TEXTO PROPORCIONADO:
Escrito por Sandra Cárcamo, Ingeniera y Mamá.
Cuando la Asamblea General de las Naciones Unidas declaró el 11 de febrero como Día Internacional de las Mujeres y Niñas en la Ciencia, lo hizo teniendo como objetivo “apoyar a las mujeres científicas y promover el acceso de las mujeres y las niñas a la educación, la capacitación y la investigación en los ámbitos de la ciencia, la tecnología, la ingeniería y las matemáticas” (https://www.un.org/es/observances/women-and-girls-in-science-day). Cuando pensamos en mujeres científicas, tal vez por nuestros prejuicios y paradigmas (o al menos así lo imaginaba yo cuando era niña), solemos visualizar a mujeres del pasado, que fueron pioneras en sus tiempos, y que dejaron grandes aportes a la investigación científica, y a la humanidad, como la insigne Marie Curie (1867- 1934), a quien en 1903 le concedieron el Premio Nobel de Física por el descubrimiento de los elementos radiactivos y en 1911 la otorgaron un segundo Nobel, el de Química, por sus investigaciones sobre el radio y sus compuestos (https://www.conicyt.cl/mujeres-en-ciencia-y-tecnologia). O en mi heroína personal, Ada Lovelace (1815-1852), matemática reconocida como primera programadora de la historia; o la singular Hedwig Eva Maria Kiesler, conocida como Hedy Lamarr (1914-2000), quien fue una actriz de cine e inventora austriaca, autora de la primera versión de la técnica del espectro ensanchado, una tecnología que permite las comunicaciones inalámbricas de larga distancia, preámbulo a nuestro tan valorado Wifi de la actualidad. (https://mujeresconciencia.com).
Podría enumerarles muchas científicas insignes más, pero les dejo a ustedes, con su avidez investigativa, descubrir muchas de estas historias inspiradoras en el metauniverso. Yo más bien les quiero hablar de científicas del aquí y ahora, anónimas y contemporáneas, historias de mujeres que en su niñez, me atrevería a asegurar, jamás imaginaron que podrían llegar a estar desarrollando sus capacidades y talentos como lo están haciendo ahora. Les puedo hablar de mi joven amiga Rocío, quien acaba de finalizar el Doctorado en Ciencias Biomédicas; o de mi querida amiga Carla, Ingeniera Informática, a cargo de un área dura de TI en una empresa de telecomunicaciones; o de mi hija en ley, Patita, Médica Jefe de Laboratorio Clínico de un renombrado hospital; o de mi otra hija “adoptiva en cariño”, Catita, enfermera UTI Covid en un hospital de Salud Pública; o de mi ahijada Marlen; primera Ingeniera Mecánica que conozco (una carrera que históricamente ha sido poblada de hombres). Les puedo hablar de ellas con mucha autoridad, las conozco, son parte de mi vida. Puedo contarles de sus logros, de sus aciertos, de lo cuesta arriba que les resultó llegar dónde están ahora. Pero no lo voy a hacer. De seguro si alguna de mis lectoras decide saltar a la gran aventura que es tomar el camino de la ciencia, podrá y tendrá que vivir en carne propia, muchos de los desafíos, cansancio, y frustración que probablemente les tocará sortear. La idea de hablarles de ellas, de Rocío, Catalina o Patricia, es contarles lo que ellas tienen en común, ilustrado tan sabiamente por Albert Einstein en su famosa frase “Hay una fuerza motriz más poderosa que el vapor, la electricidad y la energía atómica: la voluntad”, Contarles que siendo jóvenes estudiantes, ellas atesoraron esta fuerza, la voluntad, y yo agregaría, la perseverancia, para recorrer y seguir recorriendo, el sinuoso camino de las Ciencias.

MATERIAL EXTRAÍDO:
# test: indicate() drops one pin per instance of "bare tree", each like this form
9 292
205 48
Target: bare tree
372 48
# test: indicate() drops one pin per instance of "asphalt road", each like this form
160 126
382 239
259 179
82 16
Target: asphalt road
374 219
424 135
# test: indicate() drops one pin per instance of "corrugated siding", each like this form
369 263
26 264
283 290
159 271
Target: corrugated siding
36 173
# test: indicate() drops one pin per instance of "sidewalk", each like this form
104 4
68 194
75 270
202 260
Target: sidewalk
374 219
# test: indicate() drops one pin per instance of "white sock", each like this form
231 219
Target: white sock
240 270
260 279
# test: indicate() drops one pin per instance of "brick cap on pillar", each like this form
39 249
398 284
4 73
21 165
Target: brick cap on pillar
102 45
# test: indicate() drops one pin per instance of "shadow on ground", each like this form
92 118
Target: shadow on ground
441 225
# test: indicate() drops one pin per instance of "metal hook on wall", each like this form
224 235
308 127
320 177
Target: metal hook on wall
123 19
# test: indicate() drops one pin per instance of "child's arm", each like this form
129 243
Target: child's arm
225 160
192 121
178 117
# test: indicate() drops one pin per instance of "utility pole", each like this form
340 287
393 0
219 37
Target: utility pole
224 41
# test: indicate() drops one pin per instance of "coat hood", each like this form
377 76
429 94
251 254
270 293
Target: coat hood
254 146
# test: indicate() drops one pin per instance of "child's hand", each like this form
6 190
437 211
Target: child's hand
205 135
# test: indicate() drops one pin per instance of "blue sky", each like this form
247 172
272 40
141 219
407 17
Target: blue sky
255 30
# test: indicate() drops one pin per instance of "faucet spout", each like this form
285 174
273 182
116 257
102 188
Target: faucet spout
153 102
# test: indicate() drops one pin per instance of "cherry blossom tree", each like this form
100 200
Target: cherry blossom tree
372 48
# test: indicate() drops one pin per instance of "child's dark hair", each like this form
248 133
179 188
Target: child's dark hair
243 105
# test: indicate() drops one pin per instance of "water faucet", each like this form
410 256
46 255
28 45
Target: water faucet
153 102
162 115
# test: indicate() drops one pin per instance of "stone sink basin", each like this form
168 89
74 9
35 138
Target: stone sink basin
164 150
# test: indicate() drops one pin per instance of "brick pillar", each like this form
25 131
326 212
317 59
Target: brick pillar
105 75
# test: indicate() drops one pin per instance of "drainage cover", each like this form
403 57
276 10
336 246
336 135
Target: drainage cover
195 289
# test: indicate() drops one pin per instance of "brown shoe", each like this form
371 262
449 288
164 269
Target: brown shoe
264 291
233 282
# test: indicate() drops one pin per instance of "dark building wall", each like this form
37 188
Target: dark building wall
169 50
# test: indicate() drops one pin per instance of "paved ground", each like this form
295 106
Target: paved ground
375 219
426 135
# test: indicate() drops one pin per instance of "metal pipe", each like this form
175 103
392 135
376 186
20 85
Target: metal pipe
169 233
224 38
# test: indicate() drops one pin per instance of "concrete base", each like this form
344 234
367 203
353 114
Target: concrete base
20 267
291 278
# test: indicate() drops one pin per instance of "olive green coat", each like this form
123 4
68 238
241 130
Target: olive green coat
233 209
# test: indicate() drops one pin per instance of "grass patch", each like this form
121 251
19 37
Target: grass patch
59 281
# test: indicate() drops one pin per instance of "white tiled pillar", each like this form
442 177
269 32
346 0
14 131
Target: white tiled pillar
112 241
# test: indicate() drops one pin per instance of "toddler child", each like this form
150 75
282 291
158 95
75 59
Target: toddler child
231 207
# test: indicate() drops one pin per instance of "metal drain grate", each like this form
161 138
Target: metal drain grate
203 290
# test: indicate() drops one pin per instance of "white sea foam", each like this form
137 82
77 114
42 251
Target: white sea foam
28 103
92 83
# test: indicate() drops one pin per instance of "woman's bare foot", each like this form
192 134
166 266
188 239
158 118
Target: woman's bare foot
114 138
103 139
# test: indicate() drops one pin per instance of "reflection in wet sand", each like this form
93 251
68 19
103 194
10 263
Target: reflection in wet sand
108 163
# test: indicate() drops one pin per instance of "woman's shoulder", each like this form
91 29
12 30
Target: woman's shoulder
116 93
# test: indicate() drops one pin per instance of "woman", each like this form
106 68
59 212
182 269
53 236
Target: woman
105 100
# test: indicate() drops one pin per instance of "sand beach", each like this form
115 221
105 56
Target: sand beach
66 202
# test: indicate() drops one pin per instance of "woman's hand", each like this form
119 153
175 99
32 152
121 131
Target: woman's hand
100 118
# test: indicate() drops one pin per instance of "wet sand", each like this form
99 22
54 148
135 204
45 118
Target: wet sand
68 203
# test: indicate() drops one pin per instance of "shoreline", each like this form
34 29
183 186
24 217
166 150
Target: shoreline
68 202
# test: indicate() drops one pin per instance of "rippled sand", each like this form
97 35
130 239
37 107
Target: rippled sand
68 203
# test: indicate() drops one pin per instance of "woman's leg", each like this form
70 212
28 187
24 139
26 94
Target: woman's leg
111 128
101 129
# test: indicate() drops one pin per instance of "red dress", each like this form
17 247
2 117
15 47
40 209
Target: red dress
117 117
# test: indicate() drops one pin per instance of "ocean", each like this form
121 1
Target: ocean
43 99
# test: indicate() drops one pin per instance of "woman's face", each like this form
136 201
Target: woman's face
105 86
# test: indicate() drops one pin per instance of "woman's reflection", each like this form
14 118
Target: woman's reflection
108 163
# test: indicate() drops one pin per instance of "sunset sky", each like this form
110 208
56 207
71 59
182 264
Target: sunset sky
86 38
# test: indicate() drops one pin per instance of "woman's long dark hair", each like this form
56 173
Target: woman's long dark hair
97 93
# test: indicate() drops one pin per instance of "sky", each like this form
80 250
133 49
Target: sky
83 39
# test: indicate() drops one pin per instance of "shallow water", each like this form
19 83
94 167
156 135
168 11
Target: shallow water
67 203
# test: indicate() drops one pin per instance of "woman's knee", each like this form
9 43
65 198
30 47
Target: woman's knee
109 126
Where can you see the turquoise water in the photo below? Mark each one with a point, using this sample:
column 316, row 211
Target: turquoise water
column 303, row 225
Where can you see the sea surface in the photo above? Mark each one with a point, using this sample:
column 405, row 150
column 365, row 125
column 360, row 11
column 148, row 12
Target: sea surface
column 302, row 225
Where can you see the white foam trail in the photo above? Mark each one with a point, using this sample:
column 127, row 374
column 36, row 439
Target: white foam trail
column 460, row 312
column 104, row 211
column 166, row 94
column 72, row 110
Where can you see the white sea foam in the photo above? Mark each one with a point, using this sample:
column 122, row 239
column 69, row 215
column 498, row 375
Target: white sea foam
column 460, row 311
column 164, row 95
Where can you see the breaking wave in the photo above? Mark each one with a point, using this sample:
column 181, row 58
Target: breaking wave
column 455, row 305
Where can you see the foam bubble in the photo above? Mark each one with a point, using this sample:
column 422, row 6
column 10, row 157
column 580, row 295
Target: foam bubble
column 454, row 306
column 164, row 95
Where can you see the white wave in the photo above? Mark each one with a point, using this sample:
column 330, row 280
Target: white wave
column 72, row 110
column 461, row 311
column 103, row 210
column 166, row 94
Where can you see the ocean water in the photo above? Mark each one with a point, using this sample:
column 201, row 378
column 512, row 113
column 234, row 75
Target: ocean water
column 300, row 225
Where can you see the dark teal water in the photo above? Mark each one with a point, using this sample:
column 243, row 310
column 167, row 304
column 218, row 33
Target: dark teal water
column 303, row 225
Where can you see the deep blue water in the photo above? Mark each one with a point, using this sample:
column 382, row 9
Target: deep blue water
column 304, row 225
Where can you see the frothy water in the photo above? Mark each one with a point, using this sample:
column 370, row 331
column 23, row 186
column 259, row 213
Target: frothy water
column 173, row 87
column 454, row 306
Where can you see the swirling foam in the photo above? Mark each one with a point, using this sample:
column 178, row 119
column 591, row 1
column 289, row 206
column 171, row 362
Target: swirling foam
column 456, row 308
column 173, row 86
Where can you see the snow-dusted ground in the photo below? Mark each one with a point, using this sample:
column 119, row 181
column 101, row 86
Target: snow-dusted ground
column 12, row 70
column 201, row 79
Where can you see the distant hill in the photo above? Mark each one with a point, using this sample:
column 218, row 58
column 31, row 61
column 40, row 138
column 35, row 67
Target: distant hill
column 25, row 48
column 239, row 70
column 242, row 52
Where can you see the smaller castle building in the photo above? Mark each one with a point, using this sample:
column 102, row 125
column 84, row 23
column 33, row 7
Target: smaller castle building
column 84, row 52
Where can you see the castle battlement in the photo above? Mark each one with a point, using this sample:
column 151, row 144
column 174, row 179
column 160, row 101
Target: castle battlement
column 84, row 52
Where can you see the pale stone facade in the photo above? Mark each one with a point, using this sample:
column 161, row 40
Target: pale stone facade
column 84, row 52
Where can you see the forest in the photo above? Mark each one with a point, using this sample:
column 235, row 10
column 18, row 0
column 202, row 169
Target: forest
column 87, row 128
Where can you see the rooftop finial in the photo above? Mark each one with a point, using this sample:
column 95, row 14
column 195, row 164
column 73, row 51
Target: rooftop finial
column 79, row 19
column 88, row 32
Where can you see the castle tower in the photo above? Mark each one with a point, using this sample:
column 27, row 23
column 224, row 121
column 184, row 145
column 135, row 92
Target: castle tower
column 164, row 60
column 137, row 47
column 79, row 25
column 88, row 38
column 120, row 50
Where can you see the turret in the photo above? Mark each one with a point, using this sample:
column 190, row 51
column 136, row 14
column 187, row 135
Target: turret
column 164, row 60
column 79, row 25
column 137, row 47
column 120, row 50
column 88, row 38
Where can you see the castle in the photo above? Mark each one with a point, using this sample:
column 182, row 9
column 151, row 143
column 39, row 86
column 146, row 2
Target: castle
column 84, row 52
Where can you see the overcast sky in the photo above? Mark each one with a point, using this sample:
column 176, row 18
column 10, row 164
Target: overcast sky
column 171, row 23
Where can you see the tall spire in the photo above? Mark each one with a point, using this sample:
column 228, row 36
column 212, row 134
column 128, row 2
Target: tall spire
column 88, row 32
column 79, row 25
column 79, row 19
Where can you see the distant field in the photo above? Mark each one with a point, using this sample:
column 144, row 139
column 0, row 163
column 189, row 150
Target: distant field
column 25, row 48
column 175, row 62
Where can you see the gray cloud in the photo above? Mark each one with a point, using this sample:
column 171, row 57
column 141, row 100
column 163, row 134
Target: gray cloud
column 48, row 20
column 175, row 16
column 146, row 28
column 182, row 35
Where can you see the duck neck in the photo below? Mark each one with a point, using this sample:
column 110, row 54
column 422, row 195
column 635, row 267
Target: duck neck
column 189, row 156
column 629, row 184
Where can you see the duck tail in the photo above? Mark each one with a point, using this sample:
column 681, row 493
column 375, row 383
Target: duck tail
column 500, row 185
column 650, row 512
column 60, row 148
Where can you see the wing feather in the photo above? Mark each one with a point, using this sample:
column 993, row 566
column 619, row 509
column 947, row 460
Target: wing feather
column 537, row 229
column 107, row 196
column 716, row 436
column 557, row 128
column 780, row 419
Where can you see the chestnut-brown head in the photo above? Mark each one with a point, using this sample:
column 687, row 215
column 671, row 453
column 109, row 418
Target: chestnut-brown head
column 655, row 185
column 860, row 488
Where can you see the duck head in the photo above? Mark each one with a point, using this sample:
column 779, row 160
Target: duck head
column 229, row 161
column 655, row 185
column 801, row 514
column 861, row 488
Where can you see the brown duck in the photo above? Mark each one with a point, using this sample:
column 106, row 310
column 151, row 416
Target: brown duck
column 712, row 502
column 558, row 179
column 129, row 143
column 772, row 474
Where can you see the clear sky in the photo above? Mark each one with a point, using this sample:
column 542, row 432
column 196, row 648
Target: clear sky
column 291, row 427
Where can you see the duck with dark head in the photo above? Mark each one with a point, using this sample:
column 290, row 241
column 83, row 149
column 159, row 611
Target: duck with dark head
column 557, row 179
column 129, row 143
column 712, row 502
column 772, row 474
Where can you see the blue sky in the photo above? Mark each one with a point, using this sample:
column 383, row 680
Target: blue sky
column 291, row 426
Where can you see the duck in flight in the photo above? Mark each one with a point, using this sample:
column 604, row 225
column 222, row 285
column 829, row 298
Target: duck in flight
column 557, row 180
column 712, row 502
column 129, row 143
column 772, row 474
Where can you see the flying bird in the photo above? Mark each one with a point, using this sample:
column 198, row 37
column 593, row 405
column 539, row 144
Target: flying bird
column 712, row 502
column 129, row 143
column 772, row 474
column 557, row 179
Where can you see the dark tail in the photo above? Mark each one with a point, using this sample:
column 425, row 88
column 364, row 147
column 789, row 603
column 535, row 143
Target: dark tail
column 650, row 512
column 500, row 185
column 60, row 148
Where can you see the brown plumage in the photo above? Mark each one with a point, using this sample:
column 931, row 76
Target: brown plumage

PROBLEMA PROPUESTO: Según el texto sobre las mujeres en la ciencia, ¿por qué descubrimiento recibió Marie Curie el Premio Nobel de Física en 1903?

SOLUCIÓN DEL PROBLEMA: Por el descubrimiento de los elementos radiactivos.